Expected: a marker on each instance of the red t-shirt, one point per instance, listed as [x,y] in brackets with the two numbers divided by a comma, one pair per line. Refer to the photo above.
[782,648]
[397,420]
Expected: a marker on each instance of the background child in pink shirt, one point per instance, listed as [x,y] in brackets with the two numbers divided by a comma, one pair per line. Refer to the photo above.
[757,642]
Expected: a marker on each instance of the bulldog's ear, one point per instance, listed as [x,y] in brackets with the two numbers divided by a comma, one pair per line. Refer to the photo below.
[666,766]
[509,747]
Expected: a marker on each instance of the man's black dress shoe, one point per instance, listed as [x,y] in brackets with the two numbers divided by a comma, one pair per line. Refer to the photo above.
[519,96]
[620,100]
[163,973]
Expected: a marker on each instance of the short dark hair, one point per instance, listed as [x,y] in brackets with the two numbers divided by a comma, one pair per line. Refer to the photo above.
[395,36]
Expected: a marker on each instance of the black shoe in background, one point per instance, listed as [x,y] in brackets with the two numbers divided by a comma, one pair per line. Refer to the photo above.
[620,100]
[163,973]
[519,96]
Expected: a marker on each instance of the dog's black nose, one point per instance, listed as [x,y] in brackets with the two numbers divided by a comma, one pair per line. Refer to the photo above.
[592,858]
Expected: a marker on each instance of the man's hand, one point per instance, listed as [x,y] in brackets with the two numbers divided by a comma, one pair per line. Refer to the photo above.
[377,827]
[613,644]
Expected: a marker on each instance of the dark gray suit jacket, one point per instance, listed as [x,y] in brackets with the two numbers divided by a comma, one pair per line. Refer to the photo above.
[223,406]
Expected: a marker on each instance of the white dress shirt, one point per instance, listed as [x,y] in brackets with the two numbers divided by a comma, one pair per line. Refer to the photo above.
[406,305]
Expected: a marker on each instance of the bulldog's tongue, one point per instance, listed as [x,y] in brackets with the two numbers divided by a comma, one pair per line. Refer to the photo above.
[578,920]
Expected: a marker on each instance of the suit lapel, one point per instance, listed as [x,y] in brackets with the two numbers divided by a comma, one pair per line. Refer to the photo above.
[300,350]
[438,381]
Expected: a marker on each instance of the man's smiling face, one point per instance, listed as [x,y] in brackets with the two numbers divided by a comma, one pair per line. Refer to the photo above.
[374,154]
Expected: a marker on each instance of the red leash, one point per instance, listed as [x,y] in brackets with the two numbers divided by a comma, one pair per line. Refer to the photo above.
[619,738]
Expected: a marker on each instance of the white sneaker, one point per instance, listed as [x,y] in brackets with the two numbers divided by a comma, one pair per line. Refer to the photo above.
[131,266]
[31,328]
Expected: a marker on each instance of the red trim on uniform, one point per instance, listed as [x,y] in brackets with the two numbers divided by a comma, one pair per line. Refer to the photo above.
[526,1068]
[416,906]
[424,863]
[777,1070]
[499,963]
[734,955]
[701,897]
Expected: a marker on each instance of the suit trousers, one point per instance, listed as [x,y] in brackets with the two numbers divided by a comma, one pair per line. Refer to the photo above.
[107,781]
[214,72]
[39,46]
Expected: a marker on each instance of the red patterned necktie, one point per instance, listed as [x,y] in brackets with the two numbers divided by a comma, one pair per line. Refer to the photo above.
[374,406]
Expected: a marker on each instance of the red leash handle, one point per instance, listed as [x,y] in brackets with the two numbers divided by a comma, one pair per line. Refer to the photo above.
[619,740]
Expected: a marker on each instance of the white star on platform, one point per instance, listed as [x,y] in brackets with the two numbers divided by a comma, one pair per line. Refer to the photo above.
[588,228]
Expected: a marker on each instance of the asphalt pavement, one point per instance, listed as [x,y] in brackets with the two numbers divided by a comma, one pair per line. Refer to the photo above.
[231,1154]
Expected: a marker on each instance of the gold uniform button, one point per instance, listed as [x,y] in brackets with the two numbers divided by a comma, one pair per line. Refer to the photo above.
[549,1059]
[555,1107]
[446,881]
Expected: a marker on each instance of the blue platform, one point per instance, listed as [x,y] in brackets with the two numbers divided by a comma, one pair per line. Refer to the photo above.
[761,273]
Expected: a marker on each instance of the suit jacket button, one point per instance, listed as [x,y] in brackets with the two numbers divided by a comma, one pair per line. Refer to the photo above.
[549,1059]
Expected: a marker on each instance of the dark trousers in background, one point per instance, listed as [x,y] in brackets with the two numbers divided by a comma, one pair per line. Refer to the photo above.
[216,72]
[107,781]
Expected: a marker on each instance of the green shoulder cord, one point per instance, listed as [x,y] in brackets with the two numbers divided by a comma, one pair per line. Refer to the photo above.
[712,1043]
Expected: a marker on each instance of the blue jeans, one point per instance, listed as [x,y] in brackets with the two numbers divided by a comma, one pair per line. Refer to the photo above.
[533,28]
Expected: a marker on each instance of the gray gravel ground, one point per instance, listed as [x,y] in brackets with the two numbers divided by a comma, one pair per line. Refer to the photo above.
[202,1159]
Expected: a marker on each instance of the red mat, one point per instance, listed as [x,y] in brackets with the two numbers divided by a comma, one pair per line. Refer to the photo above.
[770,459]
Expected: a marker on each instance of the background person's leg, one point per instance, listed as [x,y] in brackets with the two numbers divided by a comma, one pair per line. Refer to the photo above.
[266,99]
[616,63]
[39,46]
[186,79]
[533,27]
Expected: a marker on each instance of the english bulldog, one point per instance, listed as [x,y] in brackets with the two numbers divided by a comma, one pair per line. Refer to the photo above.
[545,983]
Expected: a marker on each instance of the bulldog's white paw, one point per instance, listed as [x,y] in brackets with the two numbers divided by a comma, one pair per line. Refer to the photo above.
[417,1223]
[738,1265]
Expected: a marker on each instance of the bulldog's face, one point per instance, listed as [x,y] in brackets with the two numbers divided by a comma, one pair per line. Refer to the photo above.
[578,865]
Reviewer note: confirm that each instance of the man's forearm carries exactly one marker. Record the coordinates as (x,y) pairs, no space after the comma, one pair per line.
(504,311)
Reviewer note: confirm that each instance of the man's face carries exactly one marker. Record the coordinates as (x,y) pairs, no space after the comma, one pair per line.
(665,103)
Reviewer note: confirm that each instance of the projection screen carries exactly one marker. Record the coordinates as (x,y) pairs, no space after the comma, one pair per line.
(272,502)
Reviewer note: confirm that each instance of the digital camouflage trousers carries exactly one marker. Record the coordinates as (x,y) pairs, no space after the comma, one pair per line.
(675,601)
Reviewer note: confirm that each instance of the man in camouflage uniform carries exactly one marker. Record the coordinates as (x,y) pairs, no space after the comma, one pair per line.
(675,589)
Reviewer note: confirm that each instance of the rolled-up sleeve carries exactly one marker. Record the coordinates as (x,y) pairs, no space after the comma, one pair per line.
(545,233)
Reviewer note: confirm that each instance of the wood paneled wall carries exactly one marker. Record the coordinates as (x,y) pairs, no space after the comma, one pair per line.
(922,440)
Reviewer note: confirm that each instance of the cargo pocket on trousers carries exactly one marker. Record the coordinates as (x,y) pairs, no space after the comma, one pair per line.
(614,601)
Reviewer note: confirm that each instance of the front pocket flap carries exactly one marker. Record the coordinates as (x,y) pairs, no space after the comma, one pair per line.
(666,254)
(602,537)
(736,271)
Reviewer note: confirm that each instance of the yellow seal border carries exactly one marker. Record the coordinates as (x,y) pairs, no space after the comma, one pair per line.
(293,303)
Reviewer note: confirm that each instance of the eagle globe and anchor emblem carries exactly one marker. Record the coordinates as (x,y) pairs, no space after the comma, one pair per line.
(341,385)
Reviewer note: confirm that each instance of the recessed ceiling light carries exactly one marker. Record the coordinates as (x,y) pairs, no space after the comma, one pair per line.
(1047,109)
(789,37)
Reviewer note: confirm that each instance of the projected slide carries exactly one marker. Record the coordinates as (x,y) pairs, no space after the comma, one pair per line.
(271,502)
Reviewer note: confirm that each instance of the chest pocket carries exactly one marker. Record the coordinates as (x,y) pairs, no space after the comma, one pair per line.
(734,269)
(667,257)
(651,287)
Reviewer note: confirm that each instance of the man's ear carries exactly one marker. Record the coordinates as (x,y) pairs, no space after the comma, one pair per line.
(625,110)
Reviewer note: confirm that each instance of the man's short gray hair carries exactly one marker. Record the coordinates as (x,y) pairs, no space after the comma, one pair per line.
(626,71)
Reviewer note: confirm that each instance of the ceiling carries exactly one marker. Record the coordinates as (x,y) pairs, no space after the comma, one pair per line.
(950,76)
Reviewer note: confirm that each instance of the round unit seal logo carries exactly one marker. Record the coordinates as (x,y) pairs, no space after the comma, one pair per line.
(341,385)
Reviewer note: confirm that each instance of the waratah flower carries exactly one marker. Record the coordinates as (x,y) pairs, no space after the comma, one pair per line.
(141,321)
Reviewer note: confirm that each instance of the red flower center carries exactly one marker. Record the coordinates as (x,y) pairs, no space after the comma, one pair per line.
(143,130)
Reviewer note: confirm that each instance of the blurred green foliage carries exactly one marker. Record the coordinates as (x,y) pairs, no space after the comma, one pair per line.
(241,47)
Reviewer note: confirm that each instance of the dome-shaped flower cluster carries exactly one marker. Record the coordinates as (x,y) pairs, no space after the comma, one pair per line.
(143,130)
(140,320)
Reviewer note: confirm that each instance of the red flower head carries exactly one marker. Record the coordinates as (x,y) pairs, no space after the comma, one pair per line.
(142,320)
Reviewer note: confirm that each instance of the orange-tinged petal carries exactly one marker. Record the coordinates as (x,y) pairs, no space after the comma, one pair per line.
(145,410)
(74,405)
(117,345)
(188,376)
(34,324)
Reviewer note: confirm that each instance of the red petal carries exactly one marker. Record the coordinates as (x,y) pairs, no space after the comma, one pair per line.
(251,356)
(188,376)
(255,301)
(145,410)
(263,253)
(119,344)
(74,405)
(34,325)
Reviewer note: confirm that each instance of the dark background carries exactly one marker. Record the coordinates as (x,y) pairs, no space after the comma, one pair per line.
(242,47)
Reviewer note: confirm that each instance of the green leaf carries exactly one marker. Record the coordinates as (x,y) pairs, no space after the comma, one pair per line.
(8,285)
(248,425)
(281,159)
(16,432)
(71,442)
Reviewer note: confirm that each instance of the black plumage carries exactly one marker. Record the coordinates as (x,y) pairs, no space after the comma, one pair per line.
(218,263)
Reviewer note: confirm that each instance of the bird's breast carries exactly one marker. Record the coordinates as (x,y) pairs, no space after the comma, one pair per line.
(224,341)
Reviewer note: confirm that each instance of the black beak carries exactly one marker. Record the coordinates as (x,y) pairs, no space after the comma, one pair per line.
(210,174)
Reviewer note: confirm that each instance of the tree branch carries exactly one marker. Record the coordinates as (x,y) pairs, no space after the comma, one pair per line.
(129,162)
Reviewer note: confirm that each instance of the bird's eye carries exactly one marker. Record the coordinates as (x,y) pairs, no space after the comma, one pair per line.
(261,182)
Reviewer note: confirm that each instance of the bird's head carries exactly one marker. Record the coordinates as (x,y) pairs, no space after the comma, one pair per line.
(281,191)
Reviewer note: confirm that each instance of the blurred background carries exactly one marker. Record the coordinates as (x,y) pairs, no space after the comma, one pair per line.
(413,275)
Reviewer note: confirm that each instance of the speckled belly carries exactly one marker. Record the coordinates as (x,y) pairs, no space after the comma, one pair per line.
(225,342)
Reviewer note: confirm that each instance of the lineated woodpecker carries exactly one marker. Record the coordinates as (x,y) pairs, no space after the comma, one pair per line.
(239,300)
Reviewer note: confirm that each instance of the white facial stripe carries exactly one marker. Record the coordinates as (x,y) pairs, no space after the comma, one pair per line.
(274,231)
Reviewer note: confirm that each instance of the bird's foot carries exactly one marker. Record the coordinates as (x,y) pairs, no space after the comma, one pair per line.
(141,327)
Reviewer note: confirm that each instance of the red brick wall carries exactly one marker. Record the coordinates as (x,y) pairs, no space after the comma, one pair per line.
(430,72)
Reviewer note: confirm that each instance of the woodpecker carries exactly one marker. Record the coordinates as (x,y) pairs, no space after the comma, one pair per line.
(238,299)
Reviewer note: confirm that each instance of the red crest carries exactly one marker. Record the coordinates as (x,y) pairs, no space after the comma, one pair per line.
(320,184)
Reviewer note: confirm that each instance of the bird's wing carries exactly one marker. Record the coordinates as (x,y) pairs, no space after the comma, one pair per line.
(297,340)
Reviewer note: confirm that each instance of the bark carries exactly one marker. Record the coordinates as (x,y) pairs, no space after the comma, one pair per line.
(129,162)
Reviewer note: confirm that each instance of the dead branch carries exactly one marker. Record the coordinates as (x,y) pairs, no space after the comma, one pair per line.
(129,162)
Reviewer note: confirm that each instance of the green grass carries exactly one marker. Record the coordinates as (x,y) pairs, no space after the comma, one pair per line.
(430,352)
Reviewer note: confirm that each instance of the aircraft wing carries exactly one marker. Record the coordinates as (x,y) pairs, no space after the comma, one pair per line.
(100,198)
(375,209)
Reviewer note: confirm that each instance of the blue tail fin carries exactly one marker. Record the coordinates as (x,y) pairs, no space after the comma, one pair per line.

Task to carry out:
Begin with the line holding "Reviewer note: confirm that each instance of the aircraft" and end with the last line of the material. Copy all of them exactly.

Result of the task:
Reviewer note: confirm that each instance of the aircraft wing carries exactly one marker. Record the coordinates as (x,y) pairs, no space after the comma, one pair per line.
(100,198)
(375,209)
Reviewer note: confirm that each instance of the blue tail fin carries exactly one marker. Record the coordinates as (x,y) pairs, no space after the comma, one pair per line.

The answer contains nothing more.